A ce jour, aucun cadre réglementaire n’impose de transparence aux acteurs économiques de documenter précisément leurs impacts sur la biodiversité.  Ce sujet demeure largement ignoré alors même que l’IPBES (2019) alerte : un million d’espèces animales et végétales pourraient disparaitre dans les prochaines décennies, sur les 8 millions recensées.  L’espèce humaine a un impact sur ces espèces animales par la destruction des milieux naturels et leur artificialisation (30% des impacts), la surexploitation des ressources naturelles et le trafic illégal d’espèces (23%), le changement climatique (14%), les pollutions des océans, des eaux douces, du sol et de l’air (14%) et l’introduction d’espèces exotiques envahissantes (11%).

IA au service de la biodiversité : cartographier, analyser, préserver

L’Intelligence Artificielle possèdent de réels atouts : une grande précision des modèles, une capacité à traiter des volumes massifs de données, une vitesse d’analyse considérable, et la possibilité de modéliser des interactions complexes, souvent invisibles à l’œil humain. Elle permet d’agir là où l’intervention humaine limitée par le temps ou les ressources. Si elle est utilisée à bon escient, l’IA peut devenir un outil d’analyse et d’aide à la décision. Prenons l’exemple de la biodiversité marine pour étayer nos propos.  

  1. Voir l’invisible grâce à l’IA

L’Intelligence Artificielle ouvre de nouvelles perspectives pour l’étude et la préservation de la biodiversité marine. Elle permet d’identifier rapidement et avec une grande précision un grand nombre d’espèces à partir d’images ou de sons et cartographier les milieux naturels, ainsi que la biodiversité évoluant dans le temps selon de multiples facteurs environnementaux.

  • Reconnaître et suivre les espèces : Le système Wildbook Flukebook utilise la reconnaissance d’image pour identifier les cétacés (comme les baleines) à partir de photos de leur queue, un outil bien plus rapide et précis que l’identification visuelle humaine. Cela permet un suivi individuel sur le long terme pour mieux comprendre leurs déplacements et comportements.

- [MATÉRIEL PRÉSENTÉ]
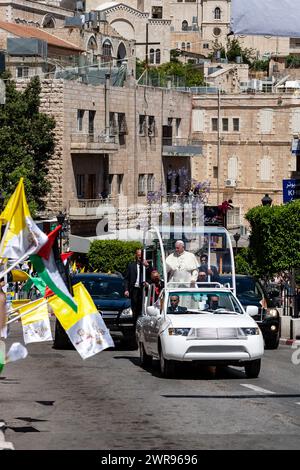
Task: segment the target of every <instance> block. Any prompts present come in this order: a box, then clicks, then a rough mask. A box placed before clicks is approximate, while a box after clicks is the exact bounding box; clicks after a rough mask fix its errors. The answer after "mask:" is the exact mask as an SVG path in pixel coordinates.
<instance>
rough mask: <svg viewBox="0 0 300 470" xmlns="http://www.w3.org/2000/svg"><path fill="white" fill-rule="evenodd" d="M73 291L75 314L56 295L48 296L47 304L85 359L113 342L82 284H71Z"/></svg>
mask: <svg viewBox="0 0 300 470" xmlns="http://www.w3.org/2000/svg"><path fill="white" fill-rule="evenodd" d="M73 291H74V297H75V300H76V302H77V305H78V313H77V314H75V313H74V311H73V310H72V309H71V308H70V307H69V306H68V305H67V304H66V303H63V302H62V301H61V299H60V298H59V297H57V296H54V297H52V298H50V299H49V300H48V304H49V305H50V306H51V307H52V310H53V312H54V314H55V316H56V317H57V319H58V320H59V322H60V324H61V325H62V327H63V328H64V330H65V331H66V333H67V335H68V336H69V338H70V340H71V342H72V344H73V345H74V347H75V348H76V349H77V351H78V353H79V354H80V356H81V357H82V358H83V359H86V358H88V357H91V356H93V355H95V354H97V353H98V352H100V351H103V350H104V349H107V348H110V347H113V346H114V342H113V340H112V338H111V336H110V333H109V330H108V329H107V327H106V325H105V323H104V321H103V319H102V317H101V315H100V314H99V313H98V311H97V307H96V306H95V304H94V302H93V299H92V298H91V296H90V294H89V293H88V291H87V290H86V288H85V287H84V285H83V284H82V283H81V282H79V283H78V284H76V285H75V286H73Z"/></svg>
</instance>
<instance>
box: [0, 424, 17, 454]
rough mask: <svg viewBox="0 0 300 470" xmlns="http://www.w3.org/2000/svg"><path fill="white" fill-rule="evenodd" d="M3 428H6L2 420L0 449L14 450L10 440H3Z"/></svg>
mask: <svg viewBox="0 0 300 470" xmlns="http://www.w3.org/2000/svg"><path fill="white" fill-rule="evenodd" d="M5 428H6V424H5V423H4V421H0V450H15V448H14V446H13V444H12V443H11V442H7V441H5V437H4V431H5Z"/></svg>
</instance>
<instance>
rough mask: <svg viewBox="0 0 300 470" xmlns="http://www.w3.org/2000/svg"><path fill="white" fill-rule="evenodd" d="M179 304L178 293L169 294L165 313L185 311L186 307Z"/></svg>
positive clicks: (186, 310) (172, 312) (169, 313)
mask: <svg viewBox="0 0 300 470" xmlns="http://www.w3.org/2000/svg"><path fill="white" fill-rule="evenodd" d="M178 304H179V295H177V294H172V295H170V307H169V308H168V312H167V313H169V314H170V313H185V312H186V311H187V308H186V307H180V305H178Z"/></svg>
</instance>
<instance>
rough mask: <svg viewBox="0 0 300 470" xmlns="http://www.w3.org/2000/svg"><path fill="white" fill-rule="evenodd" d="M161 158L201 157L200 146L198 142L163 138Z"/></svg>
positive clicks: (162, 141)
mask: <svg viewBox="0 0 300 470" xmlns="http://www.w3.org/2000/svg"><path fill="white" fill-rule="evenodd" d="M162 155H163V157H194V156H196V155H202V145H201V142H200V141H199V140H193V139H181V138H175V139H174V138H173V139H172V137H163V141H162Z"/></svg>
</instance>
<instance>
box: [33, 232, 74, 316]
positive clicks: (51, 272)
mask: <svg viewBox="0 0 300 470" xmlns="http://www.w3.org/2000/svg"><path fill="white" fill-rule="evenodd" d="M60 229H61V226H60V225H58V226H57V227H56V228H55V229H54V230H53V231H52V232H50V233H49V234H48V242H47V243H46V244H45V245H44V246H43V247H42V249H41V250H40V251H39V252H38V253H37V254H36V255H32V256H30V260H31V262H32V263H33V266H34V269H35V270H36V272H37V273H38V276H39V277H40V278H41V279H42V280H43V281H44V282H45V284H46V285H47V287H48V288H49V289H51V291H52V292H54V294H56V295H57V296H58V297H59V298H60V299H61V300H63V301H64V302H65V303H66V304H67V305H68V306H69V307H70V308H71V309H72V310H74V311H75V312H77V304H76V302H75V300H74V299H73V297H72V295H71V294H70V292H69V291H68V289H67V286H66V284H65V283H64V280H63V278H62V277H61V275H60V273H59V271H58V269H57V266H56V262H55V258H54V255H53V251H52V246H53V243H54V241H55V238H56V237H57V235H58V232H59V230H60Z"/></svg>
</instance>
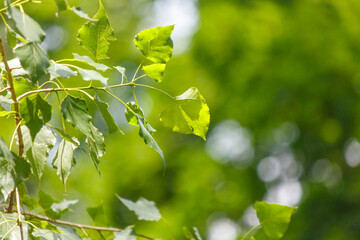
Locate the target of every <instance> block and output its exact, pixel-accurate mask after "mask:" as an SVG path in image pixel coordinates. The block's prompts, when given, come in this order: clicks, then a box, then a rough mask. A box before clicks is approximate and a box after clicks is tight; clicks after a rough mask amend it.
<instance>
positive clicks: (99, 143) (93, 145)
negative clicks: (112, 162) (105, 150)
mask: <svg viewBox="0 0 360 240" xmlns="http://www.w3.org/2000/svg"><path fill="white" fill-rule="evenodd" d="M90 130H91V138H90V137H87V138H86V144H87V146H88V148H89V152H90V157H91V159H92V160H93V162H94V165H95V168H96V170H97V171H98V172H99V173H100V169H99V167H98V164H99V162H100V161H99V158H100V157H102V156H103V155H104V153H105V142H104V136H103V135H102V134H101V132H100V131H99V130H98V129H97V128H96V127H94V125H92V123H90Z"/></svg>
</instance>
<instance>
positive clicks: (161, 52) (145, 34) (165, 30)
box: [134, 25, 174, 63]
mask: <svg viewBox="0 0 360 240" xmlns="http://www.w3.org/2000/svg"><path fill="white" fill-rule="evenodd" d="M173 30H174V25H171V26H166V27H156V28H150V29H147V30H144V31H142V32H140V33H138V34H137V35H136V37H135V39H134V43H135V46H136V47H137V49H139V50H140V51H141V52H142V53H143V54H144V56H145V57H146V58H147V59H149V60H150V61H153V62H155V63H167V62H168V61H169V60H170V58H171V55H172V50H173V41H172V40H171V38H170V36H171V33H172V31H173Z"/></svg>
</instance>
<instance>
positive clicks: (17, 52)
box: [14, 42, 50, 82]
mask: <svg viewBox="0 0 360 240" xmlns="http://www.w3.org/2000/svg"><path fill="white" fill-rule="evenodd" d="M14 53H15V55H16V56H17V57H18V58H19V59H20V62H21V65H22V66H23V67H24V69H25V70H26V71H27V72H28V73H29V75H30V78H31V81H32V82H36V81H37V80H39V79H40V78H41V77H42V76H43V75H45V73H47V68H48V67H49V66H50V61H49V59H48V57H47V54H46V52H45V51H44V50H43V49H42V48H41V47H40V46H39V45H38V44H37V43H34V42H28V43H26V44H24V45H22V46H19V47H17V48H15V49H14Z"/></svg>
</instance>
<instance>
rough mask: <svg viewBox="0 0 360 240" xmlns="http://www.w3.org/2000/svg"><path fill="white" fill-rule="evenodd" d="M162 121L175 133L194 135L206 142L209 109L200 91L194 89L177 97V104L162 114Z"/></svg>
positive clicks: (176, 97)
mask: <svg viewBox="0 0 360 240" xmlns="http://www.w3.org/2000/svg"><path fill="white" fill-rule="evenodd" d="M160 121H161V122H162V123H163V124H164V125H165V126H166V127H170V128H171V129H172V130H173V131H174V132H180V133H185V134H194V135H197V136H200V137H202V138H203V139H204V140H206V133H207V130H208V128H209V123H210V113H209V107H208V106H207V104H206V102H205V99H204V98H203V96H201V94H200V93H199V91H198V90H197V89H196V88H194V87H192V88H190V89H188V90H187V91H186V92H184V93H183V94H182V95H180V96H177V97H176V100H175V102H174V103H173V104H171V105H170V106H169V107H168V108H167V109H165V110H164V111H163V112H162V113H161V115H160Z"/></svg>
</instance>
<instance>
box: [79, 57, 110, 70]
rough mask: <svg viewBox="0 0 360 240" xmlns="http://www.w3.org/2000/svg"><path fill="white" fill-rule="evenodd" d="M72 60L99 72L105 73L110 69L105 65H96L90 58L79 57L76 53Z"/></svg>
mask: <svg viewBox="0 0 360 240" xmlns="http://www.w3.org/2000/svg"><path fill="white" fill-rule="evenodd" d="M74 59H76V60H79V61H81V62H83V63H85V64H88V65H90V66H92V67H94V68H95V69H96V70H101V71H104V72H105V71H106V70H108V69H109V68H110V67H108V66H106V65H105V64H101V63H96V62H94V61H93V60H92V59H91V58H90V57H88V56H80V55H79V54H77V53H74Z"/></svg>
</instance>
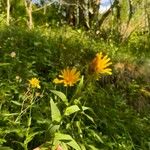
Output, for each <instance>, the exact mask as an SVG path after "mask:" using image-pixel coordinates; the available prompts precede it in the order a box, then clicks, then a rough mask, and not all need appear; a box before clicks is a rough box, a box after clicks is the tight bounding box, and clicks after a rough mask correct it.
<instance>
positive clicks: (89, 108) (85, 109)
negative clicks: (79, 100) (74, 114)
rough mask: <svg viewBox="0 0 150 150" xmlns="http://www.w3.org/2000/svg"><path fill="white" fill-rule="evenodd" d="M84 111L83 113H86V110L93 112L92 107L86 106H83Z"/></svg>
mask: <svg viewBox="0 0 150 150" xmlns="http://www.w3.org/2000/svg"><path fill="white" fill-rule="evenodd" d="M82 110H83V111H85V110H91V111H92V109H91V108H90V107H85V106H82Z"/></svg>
==
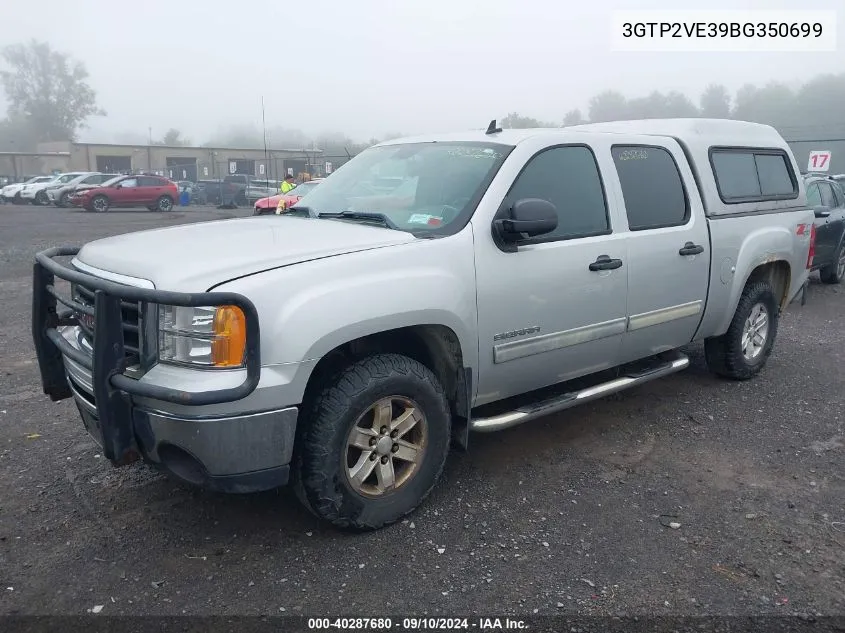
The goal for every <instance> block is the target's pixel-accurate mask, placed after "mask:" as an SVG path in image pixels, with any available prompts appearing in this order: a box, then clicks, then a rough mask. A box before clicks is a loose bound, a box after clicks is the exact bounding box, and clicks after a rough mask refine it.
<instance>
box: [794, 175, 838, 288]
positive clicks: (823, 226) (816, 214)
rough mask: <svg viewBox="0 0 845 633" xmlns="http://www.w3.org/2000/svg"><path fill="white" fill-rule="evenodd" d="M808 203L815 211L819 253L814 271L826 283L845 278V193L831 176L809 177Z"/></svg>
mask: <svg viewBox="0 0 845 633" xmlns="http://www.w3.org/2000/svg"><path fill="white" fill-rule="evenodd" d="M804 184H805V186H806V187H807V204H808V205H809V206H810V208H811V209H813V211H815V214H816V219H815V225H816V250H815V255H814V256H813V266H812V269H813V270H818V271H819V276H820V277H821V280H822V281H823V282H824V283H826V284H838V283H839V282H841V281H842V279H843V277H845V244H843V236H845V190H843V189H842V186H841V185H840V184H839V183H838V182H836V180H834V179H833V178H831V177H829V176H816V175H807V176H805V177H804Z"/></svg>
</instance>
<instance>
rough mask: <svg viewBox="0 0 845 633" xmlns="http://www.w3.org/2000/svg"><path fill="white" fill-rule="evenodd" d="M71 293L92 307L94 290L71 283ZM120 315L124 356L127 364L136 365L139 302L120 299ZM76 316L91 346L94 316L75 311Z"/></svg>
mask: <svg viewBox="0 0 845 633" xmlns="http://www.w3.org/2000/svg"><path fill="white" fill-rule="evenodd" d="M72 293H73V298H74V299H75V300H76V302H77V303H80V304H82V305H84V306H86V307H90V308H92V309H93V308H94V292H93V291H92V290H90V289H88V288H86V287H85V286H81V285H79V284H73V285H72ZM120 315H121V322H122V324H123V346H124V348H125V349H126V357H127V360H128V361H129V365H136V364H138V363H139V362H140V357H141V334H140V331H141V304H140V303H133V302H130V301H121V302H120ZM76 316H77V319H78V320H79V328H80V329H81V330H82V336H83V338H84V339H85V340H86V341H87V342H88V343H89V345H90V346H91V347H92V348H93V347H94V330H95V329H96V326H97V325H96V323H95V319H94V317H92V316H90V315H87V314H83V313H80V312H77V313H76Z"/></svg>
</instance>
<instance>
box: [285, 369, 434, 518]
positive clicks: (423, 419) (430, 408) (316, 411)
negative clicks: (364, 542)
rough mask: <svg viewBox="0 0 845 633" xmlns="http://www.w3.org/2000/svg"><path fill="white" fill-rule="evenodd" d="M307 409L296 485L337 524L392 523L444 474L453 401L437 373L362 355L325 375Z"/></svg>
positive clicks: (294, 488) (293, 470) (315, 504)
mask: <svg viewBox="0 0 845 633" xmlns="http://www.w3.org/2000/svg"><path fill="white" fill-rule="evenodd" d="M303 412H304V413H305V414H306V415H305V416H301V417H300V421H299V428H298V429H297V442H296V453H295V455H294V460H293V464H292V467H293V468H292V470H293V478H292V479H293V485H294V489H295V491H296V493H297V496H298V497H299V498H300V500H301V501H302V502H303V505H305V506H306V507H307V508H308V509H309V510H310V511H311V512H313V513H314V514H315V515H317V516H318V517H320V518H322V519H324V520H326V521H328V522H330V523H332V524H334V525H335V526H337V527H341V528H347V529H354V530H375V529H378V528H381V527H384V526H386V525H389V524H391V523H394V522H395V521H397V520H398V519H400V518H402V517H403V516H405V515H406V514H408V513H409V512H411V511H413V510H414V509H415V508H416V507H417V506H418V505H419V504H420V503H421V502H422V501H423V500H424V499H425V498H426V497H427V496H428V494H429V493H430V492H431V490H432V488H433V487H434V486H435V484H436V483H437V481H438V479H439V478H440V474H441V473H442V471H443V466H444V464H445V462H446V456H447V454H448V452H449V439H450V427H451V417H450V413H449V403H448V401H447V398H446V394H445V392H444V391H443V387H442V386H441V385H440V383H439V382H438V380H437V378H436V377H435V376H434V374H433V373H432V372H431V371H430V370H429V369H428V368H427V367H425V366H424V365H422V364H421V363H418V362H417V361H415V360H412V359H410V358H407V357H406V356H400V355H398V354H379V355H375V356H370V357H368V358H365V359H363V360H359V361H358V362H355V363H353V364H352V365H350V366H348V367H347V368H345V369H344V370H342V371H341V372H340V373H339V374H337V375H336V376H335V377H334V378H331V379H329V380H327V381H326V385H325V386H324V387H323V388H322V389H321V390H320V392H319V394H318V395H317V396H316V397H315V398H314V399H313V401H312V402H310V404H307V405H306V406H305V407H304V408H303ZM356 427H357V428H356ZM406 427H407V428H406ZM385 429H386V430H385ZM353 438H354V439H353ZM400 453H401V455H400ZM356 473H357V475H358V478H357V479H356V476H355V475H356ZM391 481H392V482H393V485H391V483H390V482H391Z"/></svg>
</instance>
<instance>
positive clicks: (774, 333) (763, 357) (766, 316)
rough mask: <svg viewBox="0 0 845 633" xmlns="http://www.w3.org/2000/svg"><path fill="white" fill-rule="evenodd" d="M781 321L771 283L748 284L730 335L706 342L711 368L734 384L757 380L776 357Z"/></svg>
--
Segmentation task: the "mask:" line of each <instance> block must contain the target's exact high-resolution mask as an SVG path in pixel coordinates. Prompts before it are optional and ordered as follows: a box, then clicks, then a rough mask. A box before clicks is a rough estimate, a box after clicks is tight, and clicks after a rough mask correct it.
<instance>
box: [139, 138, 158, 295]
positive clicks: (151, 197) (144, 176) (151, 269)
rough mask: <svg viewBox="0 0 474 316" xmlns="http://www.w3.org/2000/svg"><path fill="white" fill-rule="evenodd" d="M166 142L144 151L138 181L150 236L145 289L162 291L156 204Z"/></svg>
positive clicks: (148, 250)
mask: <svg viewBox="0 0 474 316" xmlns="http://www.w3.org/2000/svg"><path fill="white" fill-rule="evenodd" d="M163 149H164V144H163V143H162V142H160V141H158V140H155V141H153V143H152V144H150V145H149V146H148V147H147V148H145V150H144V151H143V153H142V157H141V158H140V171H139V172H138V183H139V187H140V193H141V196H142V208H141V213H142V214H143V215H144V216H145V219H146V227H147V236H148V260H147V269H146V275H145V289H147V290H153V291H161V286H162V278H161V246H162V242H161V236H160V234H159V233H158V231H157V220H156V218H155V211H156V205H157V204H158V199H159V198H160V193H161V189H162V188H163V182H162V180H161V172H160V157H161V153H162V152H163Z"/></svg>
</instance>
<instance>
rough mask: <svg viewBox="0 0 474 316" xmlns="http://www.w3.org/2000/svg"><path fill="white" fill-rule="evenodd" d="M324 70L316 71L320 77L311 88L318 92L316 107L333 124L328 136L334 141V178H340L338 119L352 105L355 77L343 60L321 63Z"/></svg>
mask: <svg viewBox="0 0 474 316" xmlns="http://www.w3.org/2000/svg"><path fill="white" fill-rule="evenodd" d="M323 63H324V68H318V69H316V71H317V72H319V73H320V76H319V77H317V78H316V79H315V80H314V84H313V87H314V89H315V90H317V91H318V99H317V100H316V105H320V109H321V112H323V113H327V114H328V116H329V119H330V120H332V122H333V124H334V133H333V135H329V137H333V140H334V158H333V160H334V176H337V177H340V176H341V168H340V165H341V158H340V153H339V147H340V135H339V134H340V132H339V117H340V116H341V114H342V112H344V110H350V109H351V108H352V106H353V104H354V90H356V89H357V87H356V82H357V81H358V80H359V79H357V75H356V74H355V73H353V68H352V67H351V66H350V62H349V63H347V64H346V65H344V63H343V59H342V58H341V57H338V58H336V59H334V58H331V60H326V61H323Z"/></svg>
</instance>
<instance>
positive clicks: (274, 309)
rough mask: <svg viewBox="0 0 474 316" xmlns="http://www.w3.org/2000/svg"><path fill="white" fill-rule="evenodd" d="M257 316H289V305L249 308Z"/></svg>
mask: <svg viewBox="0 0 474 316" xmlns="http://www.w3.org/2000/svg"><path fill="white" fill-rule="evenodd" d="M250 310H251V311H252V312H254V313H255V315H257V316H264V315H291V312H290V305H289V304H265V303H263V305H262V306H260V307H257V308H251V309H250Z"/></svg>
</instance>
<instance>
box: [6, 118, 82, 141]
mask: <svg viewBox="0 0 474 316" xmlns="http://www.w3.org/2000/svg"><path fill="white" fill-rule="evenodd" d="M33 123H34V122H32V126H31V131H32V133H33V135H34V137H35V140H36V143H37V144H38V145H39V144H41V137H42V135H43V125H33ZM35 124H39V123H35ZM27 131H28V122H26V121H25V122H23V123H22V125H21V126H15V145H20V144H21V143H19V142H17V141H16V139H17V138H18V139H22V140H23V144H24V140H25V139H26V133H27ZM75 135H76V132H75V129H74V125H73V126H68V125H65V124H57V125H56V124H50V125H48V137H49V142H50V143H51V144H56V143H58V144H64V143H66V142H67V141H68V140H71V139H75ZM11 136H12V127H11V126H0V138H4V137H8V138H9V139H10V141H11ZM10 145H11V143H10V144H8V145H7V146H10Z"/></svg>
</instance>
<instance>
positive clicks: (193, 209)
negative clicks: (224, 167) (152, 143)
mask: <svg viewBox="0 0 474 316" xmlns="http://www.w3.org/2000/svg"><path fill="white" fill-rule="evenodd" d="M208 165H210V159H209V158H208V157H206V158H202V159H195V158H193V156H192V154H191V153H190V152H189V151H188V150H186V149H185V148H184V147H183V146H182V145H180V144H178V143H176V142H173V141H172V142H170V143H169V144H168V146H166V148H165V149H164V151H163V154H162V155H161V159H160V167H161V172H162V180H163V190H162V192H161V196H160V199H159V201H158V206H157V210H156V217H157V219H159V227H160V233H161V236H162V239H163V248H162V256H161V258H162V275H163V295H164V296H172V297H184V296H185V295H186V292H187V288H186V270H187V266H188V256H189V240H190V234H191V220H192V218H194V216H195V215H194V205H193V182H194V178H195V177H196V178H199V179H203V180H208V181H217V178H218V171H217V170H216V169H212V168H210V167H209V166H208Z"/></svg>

- [TÂCHES À RÉALISER]
1. Recopiez le passage du texte fourni qui commence par « L’Intelligence Artificielle possèdent » et se poursuit jusqu'à « étayer nos propos. ».
2. D'après le texte fourni, à partir de quoi le système Wildbook Flukebook identifie-t-il les cétacés ?
3. Ces affirmations sont-elles conformes au texte fourni ? Répondez par oui ou par non, en citant les mots du texte qui tranchent.
(a) Un cadre réglementaire oblige déjà les acteurs économiques à documenter leurs impacts sur la biodiversité.
(b) Selon l'IPBES, un million d'espèces pourraient disparaître dans les prochaines décennies.
(c) La surexploitation des ressources naturelles et le trafic illégal d'espèces représentent 30 % des impacts.

- [RÉSULTATS OBTENUS]
1.
L’Intelligence Artificielle possèdent de réels atouts : une grande précision des modèles, une capacité à traiter des volumes massifs de données, une vitesse d’analyse considérable, et la possibilité de modéliser des interactions complexes, souvent invisibles à l’œil humain. Elle permet d’agir là où l’intervention humaine limitée par le temps ou les ressources. Si elle est utilisée à bon escient, l’IA peut devenir un outil d’analyse et d’aide à la décision. Prenons l’exemple de la biodiversité marine pour étayer nos propos.

2. À partir de photos de leur queue.

3.
(a) Non : « A ce jour, aucun cadre réglementaire n’impose de transparence aux acteurs économiques de documenter précisément leurs impacts sur la biodiversité. »
(b) Oui : « un million d’espèces animales et végétales pourraient disparaitre dans les prochaines décennies »
(c) Non : « la surexploitation des ressources naturelles et le trafic illégal d’espèces (23%) »